_WRITTEN TASK_
Please transcribe all of the records below word for word, leaving the pictures out of your answer.

-- Start DATA ROWS --

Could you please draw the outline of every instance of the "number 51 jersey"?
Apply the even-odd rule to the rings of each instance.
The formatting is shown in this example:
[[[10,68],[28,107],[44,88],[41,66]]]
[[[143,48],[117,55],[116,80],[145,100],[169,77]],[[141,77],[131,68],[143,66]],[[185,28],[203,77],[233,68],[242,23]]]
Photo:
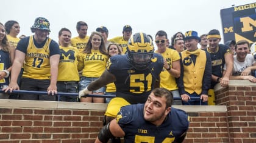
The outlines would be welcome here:
[[[136,70],[129,62],[128,55],[112,56],[107,64],[107,70],[115,75],[116,95],[133,104],[144,103],[154,88],[163,69],[163,57],[154,53],[151,63],[143,70]]]

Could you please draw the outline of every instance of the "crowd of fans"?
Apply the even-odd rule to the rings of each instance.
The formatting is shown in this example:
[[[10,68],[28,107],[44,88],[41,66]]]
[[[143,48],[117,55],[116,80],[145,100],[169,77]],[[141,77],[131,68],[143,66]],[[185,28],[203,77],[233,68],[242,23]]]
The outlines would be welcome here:
[[[0,23],[1,88],[10,92],[20,89],[47,91],[49,95],[1,93],[0,98],[108,103],[107,98],[63,96],[58,99],[54,94],[79,93],[98,79],[111,64],[108,62],[110,57],[126,54],[132,27],[124,25],[123,36],[108,39],[107,27],[99,27],[88,36],[88,25],[79,21],[77,36],[62,28],[55,42],[48,37],[49,26],[46,18],[37,18],[30,27],[34,35],[18,38],[18,22]],[[256,56],[250,52],[250,44],[246,40],[221,44],[221,35],[216,29],[200,36],[193,30],[185,34],[179,32],[171,38],[163,30],[157,32],[154,38],[148,36],[157,45],[154,52],[163,58],[159,87],[170,91],[174,97],[181,98],[173,105],[199,105],[198,101],[191,99],[194,97],[200,97],[202,105],[215,105],[216,84],[227,87],[230,79],[256,83]],[[115,91],[112,83],[90,93],[115,95]]]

-- End DATA ROWS --

_WRITTEN ANSWER_
Could you please draw the outline of every instance of the "number 51 jersey"?
Apply the even-odd rule to the rings of each instance.
The formatting is shown in this example:
[[[10,68],[28,107],[44,88],[41,66]]]
[[[143,48],[117,55],[116,80],[145,100],[169,77]],[[141,77],[131,68],[143,66]],[[185,28],[203,77],[233,68],[242,23]]]
Photo:
The outlines would be welcome here:
[[[136,70],[129,62],[128,55],[112,56],[107,64],[107,70],[115,75],[116,95],[133,104],[144,103],[154,88],[163,69],[163,57],[154,53],[151,63],[143,70]]]

Could you please draw the outline of every instance of the "crowd of fans"?
Apply the even-odd rule to the rings of each instance.
The formatting is shown in this example:
[[[10,68],[28,107],[44,88],[41,66]]]
[[[143,48],[117,55],[116,80],[145,100],[169,77]],[[141,77],[131,68],[143,66]],[[185,28],[203,77],[233,68],[242,23]]]
The outlines would be welcome here:
[[[0,23],[1,88],[10,92],[20,89],[47,91],[49,95],[1,93],[0,98],[108,103],[107,98],[63,96],[58,99],[54,94],[79,93],[98,79],[111,64],[108,62],[110,57],[126,54],[132,27],[124,25],[123,36],[108,39],[107,27],[99,27],[88,36],[88,25],[79,21],[77,36],[62,28],[55,42],[48,37],[49,26],[46,18],[37,18],[30,27],[34,35],[18,38],[18,22]],[[256,56],[250,52],[250,44],[246,40],[221,44],[221,35],[216,29],[200,36],[193,30],[185,34],[179,32],[171,38],[163,30],[157,32],[154,38],[148,36],[157,45],[154,52],[163,58],[159,87],[170,91],[174,97],[181,98],[173,105],[199,105],[198,101],[191,99],[194,97],[200,97],[202,105],[215,105],[216,84],[227,87],[230,79],[256,83]],[[115,91],[112,83],[90,93],[115,95]]]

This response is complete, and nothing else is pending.